Items from a data source:
________________
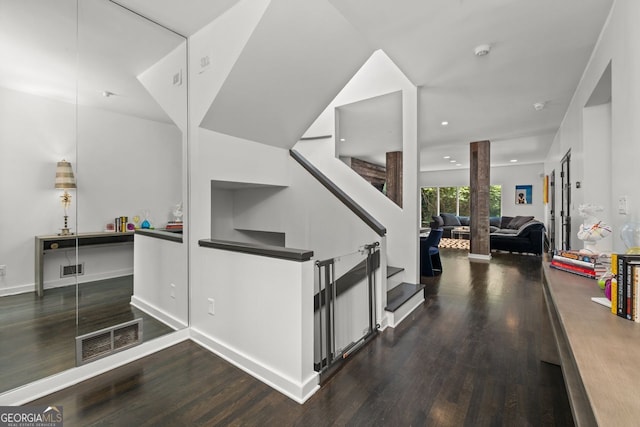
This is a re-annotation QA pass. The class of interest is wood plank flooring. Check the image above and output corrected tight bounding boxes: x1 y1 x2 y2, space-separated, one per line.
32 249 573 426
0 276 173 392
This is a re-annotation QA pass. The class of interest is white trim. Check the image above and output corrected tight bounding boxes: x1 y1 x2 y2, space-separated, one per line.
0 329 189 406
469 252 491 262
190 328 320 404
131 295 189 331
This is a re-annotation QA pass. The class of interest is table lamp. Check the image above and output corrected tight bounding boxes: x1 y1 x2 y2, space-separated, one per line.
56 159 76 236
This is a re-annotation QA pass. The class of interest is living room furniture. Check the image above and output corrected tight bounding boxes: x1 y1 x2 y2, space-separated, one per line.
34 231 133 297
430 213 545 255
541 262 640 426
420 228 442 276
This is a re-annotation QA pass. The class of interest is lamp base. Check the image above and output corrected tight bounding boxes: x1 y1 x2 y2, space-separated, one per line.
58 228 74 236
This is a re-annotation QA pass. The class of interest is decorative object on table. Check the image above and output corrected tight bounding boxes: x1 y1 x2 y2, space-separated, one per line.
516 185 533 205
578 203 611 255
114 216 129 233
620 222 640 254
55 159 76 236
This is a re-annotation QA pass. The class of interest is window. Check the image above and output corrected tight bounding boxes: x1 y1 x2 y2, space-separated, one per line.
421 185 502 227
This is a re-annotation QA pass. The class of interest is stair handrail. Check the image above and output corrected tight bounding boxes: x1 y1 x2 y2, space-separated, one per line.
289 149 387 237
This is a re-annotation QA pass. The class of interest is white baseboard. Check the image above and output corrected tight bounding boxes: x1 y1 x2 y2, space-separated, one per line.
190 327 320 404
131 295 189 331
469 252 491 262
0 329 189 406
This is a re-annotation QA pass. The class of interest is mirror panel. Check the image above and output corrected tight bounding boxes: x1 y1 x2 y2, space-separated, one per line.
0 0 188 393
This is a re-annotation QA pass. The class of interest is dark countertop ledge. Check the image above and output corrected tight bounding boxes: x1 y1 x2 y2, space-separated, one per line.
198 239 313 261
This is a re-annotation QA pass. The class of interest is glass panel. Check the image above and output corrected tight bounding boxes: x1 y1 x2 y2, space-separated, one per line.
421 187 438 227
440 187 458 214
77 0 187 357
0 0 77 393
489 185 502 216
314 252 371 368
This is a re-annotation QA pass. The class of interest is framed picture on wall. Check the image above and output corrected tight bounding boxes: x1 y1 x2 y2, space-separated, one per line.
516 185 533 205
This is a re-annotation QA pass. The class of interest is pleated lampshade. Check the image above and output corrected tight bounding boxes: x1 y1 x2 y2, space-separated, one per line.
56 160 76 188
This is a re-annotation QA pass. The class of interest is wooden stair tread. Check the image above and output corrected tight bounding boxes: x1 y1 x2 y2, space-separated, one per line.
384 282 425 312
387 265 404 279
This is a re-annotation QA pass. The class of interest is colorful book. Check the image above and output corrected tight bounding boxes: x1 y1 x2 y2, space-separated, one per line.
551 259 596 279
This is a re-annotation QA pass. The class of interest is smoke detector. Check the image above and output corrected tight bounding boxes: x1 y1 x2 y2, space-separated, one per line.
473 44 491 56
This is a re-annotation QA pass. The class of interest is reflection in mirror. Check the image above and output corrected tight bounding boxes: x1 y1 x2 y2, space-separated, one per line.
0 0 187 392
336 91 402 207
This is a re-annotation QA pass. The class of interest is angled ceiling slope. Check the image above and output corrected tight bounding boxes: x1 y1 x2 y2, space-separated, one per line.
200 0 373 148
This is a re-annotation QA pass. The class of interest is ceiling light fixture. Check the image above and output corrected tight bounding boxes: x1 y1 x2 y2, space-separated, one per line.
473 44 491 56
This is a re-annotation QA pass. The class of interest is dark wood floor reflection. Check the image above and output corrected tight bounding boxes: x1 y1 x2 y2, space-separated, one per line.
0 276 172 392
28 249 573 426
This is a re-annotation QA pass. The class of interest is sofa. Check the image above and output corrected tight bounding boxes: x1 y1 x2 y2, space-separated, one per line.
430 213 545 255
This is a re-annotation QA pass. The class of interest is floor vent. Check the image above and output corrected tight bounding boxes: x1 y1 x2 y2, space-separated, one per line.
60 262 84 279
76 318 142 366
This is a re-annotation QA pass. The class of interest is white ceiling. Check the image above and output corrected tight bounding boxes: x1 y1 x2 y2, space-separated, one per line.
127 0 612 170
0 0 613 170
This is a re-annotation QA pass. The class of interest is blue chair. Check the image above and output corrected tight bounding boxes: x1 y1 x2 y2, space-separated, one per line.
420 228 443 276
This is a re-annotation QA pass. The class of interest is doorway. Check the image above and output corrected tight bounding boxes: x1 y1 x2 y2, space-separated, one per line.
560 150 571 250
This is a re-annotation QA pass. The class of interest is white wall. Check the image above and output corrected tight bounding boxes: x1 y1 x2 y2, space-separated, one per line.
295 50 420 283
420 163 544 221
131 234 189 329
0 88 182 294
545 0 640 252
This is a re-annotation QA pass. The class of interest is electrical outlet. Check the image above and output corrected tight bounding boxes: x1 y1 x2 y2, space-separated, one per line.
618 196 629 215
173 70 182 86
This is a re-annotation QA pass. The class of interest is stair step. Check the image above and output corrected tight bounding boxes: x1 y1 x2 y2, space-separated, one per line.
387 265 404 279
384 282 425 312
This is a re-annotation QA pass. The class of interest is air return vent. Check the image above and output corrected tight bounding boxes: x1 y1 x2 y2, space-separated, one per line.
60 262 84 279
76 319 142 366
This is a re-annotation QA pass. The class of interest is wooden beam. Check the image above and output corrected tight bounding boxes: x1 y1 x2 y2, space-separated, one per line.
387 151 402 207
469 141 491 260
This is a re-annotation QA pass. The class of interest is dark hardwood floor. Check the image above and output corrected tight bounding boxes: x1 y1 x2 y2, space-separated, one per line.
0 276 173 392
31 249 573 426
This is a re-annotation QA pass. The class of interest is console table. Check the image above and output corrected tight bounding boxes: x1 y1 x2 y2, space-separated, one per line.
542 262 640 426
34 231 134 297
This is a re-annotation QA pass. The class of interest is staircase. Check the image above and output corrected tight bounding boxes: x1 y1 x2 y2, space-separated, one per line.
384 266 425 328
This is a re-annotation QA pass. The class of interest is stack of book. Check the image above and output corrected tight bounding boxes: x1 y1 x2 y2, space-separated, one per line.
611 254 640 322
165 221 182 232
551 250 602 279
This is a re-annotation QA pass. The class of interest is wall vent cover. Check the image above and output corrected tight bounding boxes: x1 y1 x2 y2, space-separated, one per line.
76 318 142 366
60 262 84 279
________________
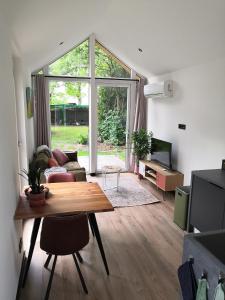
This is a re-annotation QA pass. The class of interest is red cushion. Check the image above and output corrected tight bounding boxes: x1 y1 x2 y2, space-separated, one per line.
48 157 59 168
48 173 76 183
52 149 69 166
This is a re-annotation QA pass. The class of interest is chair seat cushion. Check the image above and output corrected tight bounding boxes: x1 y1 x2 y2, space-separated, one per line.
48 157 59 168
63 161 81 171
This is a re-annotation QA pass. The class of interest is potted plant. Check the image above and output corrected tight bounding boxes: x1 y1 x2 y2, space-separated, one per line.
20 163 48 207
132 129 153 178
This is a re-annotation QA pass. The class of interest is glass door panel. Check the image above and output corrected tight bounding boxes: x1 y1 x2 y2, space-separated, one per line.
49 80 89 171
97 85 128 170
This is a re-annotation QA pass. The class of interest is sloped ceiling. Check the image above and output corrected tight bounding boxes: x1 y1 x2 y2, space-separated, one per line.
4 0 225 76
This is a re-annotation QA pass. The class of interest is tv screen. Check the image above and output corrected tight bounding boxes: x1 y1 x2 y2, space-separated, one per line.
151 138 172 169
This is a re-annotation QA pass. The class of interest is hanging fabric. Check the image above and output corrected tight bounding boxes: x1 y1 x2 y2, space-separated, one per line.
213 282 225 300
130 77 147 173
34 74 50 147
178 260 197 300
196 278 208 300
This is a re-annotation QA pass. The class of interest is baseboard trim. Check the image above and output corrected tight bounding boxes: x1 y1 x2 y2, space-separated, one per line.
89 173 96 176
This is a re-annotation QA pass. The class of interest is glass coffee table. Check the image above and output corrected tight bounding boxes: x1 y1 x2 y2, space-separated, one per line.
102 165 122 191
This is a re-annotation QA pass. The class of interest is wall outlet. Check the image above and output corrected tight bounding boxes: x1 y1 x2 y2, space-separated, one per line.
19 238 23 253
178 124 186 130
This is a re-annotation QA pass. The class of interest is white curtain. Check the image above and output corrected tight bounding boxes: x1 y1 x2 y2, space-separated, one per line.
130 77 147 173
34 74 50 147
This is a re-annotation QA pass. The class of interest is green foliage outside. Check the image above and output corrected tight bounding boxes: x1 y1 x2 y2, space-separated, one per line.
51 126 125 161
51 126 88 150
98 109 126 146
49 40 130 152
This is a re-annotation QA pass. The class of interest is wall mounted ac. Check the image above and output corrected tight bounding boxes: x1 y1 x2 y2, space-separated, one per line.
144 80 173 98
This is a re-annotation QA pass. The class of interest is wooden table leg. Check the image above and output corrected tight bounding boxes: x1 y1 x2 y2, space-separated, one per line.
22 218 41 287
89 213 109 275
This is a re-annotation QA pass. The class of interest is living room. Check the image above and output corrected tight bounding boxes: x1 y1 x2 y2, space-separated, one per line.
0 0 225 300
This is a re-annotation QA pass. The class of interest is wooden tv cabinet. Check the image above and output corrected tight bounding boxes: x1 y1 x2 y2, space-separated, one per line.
________________
- [Problem details]:
Update the rows from the line with "interest is smoke" to the line with "200 0 373 148", changing "corrected" to "revised" and keeping everything else the same.

- [Response below]:
This is a re-annotation QA pass. The class of interest is smoke detector. Check the image above and output revised tight bounding boxes: x1 y1 x2 y2, space-separated, one per line.
473 44 491 56
This is a re-annotation QA pass. The class of interest is reflection in mirror. Check the image above and output revised tight bounding boxes: x1 y1 x2 y2, space-separated, one per line.
0 0 187 392
336 91 402 207
This is a re-annotation QA pass. The class of interest is angled ceiling slope. Check the image above and output revised tight bounding boxes: x1 y1 x2 y2, space-separated, one per line.
200 0 373 148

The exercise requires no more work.